Task to carry out> Reproduce every line of the items below exactly, leaving out the pictures.

*** Material for this task

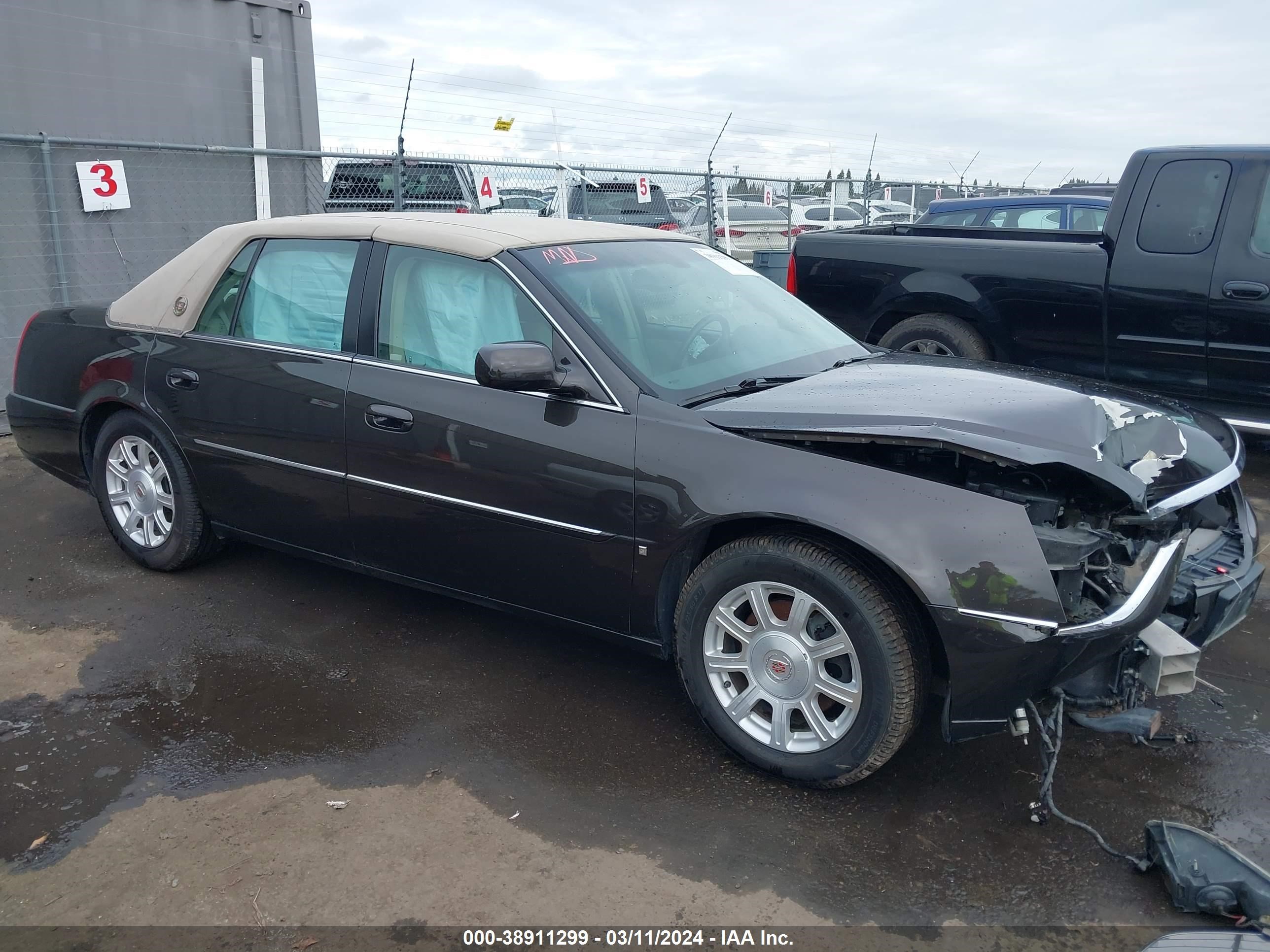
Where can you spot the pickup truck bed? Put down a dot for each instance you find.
(1172, 296)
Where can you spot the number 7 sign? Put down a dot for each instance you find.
(103, 187)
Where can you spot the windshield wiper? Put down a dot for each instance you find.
(845, 361)
(751, 384)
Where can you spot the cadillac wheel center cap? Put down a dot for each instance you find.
(779, 666)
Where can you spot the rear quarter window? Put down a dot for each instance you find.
(1181, 211)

******

Full output>
Where can you spot the pickup truck bed? Put down a dot for each instance you find.
(1172, 296)
Where can you spot the number 7 sign? Put down a dot for each instance you find.
(103, 187)
Where can you spot the windshield wiper? Put down a dot for each instance you find.
(845, 361)
(751, 384)
Where can you spot the cadillac wheel center cap? Put down a dot for each instance you find.
(779, 666)
Where can you spot the rear quarter window? Put down a dot for each instance you find.
(1181, 211)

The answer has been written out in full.